Task statement> Convert every line of the data below into one JSON list of strings, one string per line, and omit the blank lines.

Records supplied>
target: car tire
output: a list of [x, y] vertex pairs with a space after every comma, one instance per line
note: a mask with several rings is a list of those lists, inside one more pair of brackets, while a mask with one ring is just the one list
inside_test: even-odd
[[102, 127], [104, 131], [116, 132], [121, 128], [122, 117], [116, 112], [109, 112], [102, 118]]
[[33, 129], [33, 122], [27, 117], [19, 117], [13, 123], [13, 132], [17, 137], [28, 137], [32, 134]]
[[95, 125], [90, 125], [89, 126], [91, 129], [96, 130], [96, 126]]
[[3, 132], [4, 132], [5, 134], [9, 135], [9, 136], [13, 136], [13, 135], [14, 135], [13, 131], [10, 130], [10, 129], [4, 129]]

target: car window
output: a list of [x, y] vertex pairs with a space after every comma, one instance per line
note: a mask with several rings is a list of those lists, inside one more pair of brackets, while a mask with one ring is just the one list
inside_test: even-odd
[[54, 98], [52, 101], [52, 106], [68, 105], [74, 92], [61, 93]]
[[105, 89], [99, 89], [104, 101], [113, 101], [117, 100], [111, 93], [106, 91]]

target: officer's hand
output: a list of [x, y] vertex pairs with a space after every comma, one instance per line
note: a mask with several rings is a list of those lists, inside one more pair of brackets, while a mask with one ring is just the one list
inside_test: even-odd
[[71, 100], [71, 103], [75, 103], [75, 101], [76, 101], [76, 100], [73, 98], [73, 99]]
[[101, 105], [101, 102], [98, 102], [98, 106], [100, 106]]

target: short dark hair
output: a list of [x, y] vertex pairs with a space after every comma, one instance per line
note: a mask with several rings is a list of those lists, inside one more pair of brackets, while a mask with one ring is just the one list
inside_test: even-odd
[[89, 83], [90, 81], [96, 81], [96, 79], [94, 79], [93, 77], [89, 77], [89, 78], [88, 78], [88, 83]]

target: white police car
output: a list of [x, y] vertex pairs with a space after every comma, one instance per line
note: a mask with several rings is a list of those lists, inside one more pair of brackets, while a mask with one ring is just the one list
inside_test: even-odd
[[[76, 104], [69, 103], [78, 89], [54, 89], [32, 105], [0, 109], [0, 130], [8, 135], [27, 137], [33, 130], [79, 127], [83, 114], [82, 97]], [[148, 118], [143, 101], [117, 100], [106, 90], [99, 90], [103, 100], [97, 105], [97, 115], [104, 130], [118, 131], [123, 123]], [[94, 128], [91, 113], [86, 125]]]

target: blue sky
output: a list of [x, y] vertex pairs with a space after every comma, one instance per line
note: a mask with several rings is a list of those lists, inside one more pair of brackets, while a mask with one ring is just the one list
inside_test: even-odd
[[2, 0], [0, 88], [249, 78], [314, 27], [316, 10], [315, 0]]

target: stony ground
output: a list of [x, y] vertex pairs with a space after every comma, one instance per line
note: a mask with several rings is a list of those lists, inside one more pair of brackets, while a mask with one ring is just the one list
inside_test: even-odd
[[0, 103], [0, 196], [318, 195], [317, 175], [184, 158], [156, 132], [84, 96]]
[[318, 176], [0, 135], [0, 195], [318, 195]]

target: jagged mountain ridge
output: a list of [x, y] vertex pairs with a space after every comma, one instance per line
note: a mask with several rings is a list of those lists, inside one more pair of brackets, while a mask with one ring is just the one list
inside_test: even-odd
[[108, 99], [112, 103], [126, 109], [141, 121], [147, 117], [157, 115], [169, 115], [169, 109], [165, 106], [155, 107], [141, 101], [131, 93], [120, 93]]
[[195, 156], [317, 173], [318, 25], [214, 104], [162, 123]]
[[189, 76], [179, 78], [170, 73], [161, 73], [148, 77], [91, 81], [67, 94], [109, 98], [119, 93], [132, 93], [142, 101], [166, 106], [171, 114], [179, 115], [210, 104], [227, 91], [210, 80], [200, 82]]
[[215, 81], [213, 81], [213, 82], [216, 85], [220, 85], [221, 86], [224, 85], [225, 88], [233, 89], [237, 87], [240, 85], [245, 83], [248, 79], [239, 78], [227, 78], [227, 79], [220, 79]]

The output>
[
  "target: car tire",
  "output: a list of [x, y] vertex pairs with a space after every comma, one instance per line",
  "note: a mask with several rings is a list of those lists, inside one more pair of brackets, while a mask with one ring is just the one list",
  "inside_test: even-odd",
  "[[102, 127], [104, 131], [116, 132], [121, 128], [122, 117], [116, 112], [109, 112], [102, 118]]",
  "[[33, 129], [33, 122], [27, 117], [19, 117], [13, 123], [13, 132], [17, 137], [28, 137], [32, 134]]",
  "[[95, 125], [90, 125], [89, 126], [91, 129], [96, 130], [96, 126]]",
  "[[3, 132], [4, 132], [5, 134], [9, 135], [9, 136], [13, 136], [13, 135], [14, 135], [13, 131], [10, 130], [10, 129], [4, 129]]",
  "target: car window",
  "output: a list of [x, y] vertex pairs with a space after every comma, one instance per line",
  "note: a mask with several rings is a list of those lists, inside one more pair of brackets, while a mask with one ring is just the one list",
  "inside_test: even-odd",
  "[[54, 98], [52, 101], [52, 106], [68, 105], [74, 92], [61, 93]]",
  "[[105, 89], [99, 89], [104, 101], [113, 101], [117, 100], [111, 93], [106, 91]]",
  "target: officer's hand",
  "output: a list of [x, y] vertex pairs with a space after every comma, one instance per line",
  "note: a mask with several rings is a list of those lists, inside one more pair of brackets, while a mask with one ring is just the one list",
  "inside_test: even-odd",
  "[[71, 100], [71, 103], [75, 103], [75, 101], [76, 101], [76, 100], [73, 98], [73, 99]]",
  "[[101, 105], [101, 102], [98, 102], [98, 106], [100, 106]]",
  "target: short dark hair",
  "output: a list of [x, y] vertex pairs with a space after every comma, one instance per line",
  "note: a mask with several rings is a list of those lists, inside one more pair of brackets, while a mask with one ring is just the one list",
  "inside_test: even-odd",
  "[[89, 83], [90, 81], [96, 81], [96, 79], [94, 79], [93, 77], [89, 77], [89, 78], [88, 78], [88, 83]]",
  "target: white police car",
  "output: a list of [x, y] vertex pairs with a space after every comma, one instance per line",
  "note: a mask with several rings is a list of those lists, inside one more pair of brackets, while a mask with one ring is just the one list",
  "inside_test: even-odd",
  "[[[76, 104], [69, 103], [78, 89], [54, 89], [32, 105], [0, 109], [0, 130], [8, 135], [27, 137], [33, 130], [79, 127], [83, 114], [82, 97]], [[148, 118], [143, 101], [117, 100], [106, 90], [99, 90], [103, 100], [97, 105], [97, 115], [104, 130], [118, 131], [123, 123]], [[94, 128], [91, 113], [86, 125]]]",
  "target: blue sky",
  "output: a list of [x, y] vertex pairs with a space after every comma, one instance per line",
  "note: a mask with several rings is a list of those lists, inside one more pair of brackets, while a mask with one ring is just the one list",
  "inside_test: even-odd",
  "[[2, 0], [0, 88], [249, 78], [314, 27], [316, 10], [315, 0]]",
  "target: stony ground",
  "output: a list of [x, y] vertex pairs with a space after every comma, one instance per line",
  "note: a mask with several rings is a list of those lists, inside one more pair of brackets, while a mask with one ring is just the one list",
  "inside_test: even-odd",
  "[[0, 103], [0, 196], [318, 195], [317, 175], [184, 158], [156, 132], [84, 96]]",
  "[[318, 176], [0, 135], [0, 195], [318, 195]]",
  "target: jagged mountain ridge",
  "output: a list of [x, y] vertex pairs with a space after every comma, one instance per line",
  "note: a mask with several rings is a list of those lists, inside one more pair of brackets, while a mask with one ring is just the one list",
  "inside_test: even-odd",
  "[[108, 99], [112, 103], [126, 109], [141, 121], [147, 117], [157, 115], [169, 115], [169, 109], [165, 106], [155, 107], [141, 101], [131, 93], [120, 93]]",
  "[[195, 156], [317, 173], [318, 25], [214, 104], [162, 123]]",
  "[[189, 76], [179, 78], [170, 73], [161, 73], [148, 77], [91, 81], [67, 94], [109, 98], [119, 93], [132, 93], [142, 101], [166, 106], [171, 114], [179, 115], [210, 104], [227, 91], [210, 80], [200, 82]]",
  "[[215, 81], [213, 81], [213, 82], [216, 85], [220, 85], [221, 86], [224, 85], [225, 88], [233, 89], [237, 87], [240, 85], [245, 83], [248, 79], [239, 78], [227, 78], [227, 79], [220, 79]]"
]